Requirement: Nothing should differ. Repeat every record as written.

Data to process:
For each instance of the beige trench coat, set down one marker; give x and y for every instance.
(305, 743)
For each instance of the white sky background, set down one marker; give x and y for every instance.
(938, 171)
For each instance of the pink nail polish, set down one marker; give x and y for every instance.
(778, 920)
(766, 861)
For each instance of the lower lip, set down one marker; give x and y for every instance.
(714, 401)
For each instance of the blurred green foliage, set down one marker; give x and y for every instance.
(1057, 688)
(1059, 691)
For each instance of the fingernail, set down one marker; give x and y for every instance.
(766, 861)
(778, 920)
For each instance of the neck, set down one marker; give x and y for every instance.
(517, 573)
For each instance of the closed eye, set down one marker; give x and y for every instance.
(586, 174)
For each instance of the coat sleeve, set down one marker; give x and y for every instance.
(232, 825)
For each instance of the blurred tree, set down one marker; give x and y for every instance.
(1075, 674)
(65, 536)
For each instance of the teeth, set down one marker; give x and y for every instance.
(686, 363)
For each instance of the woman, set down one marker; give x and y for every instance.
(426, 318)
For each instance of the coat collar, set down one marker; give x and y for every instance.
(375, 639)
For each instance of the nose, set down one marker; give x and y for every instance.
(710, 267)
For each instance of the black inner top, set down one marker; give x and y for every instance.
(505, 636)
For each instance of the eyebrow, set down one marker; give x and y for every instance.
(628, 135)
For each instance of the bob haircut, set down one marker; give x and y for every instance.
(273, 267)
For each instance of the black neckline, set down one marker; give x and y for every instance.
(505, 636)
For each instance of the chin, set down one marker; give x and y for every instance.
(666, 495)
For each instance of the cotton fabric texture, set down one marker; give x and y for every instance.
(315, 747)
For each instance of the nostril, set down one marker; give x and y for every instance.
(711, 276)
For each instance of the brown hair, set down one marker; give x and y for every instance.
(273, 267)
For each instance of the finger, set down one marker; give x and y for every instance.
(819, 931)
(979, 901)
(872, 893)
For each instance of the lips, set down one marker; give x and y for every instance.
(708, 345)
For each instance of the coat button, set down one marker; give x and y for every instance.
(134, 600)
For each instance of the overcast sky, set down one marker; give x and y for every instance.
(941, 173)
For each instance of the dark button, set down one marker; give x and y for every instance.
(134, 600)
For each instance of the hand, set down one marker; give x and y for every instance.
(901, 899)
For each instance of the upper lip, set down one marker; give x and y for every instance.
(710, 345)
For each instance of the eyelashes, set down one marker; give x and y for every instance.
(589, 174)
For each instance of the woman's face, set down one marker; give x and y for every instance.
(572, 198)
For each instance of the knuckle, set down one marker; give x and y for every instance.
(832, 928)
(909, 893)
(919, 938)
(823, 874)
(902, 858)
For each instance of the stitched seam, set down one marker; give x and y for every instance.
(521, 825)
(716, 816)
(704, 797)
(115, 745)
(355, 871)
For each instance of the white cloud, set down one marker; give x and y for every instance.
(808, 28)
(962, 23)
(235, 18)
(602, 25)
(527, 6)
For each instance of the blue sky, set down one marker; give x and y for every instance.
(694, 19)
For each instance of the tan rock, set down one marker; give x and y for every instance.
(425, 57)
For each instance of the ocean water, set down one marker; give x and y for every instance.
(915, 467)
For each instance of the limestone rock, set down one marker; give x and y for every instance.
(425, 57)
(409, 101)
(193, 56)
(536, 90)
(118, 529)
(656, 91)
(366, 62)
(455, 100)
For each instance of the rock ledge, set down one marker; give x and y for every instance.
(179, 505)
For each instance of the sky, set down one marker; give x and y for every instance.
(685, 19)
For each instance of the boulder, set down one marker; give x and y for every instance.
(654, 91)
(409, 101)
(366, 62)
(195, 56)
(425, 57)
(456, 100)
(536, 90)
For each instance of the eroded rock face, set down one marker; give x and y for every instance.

Task answer:
For each instance of the beige trench coat, set down one marker; give x and y for every instance.
(305, 743)
For each instance of the white sky background, set down one marker; give x and y for every instance.
(938, 171)
For each instance of the pink nail polish, set down one marker; give x and y for every instance.
(778, 920)
(766, 861)
For each instance of the lower lip, set down one marker; give x and y for every instance.
(714, 401)
For each instance of the blurred green foliage, set down one marker; give x and y for every instance.
(1057, 688)
(1059, 691)
For each instance of the fingernail, set down one marker; give x and y for every instance.
(766, 861)
(778, 920)
For each instance of the neck, set down one marker; give x and y for every instance.
(517, 573)
For each instance of the closed eye, set down one marker; give x and y for every instance.
(586, 174)
For each instance of the coat sleeve, set down one marker; give x and y for every instance.
(232, 825)
For each instance of the blurred tree, set down one marker; give x and y for every instance.
(1075, 674)
(65, 536)
For each instance of the teeth, set down one marker; give x and y for every instance.
(686, 363)
For each instance of the woman, set down one marker; give x and y for every instance.
(426, 318)
For each instance of the coat collar, set down one marker; give x and y for every instance.
(375, 639)
For each instance of the nose, set down one marker; give x and y for every instance.
(710, 267)
For each instance of the black inner top, set down one marker; give x and y for every instance.
(505, 636)
For each instance of the eyebrow, set down one marker; give x and y for every instance.
(628, 135)
For each instance of the bob haircut, set down one marker; give x and y for every instance.
(273, 267)
For each instance of the black neckline, set down one marker; give x and y for every instance.
(505, 636)
For each instance of the chin, set down one marker; give x and y for every instance.
(666, 495)
For each instance of the cotton fabric texture, set down one marker; give x and y for every instance.
(315, 747)
For each instance of the nostril, set down one marker; give x and y for every instance.
(711, 276)
For each instance of the brown hair, set down one marker; give x and y for every instance.
(273, 267)
For each instance of the finger, set down one marker; give x and y for every instance.
(819, 931)
(979, 901)
(872, 893)
For each instance of the lips, set down one marker; give x and y for every instance.
(708, 345)
For each instance of the coat button, set down one marker; give x and y for every instance.
(134, 600)
For each instance of the overcast sky, set down one marker; give x and y for every instance.
(941, 173)
For each instance of the dark button, set down one marker; give x and y for every instance.
(134, 600)
For each instance of the hand, set down one marker; give x and y for every instance.
(901, 899)
For each instance of the upper lip, set down one marker; give x and y for every instance.
(710, 345)
For each instance of the eyelashes, set down one marker; give x and y for every instance.
(589, 174)
For each instance of the woman's face, set down one marker; give x and y for every instance.
(572, 198)
For each instance of the knuckle, set down one marker; give x and y for every instance.
(832, 928)
(909, 893)
(919, 938)
(823, 874)
(902, 858)
For each instance of the stitched seam, set down one marker; give x and y for every instance.
(521, 825)
(716, 816)
(704, 797)
(115, 745)
(355, 871)
For each instance of the white cloud, set down one marker; give x and y for every instance.
(808, 28)
(962, 23)
(235, 18)
(602, 25)
(527, 6)
For each instance of the blue sky, set down one marker; give x and y for every instance.
(694, 19)
For each instance of the tan rock, set down one marker; give x and y for every instance.
(425, 57)
For each instance of the ocean water, set down one marker; give x and y for every instance.
(915, 467)
For each instance of the limestone rock, set down one marker; give x and y for every instance.
(425, 57)
(409, 101)
(193, 56)
(536, 90)
(118, 529)
(656, 91)
(366, 62)
(455, 100)
For each instance of the rock ledge, set down one marker; give x and y for every instance.
(179, 505)
For each instance of the sky, set down one marker; give x and y for every instance.
(685, 19)
For each instance of the boulder, set down one marker; give x and y for every instance.
(654, 91)
(409, 101)
(366, 62)
(195, 56)
(425, 57)
(456, 100)
(536, 90)
For each instance of the eroded rock face, set down one marker; give x and y for every instance.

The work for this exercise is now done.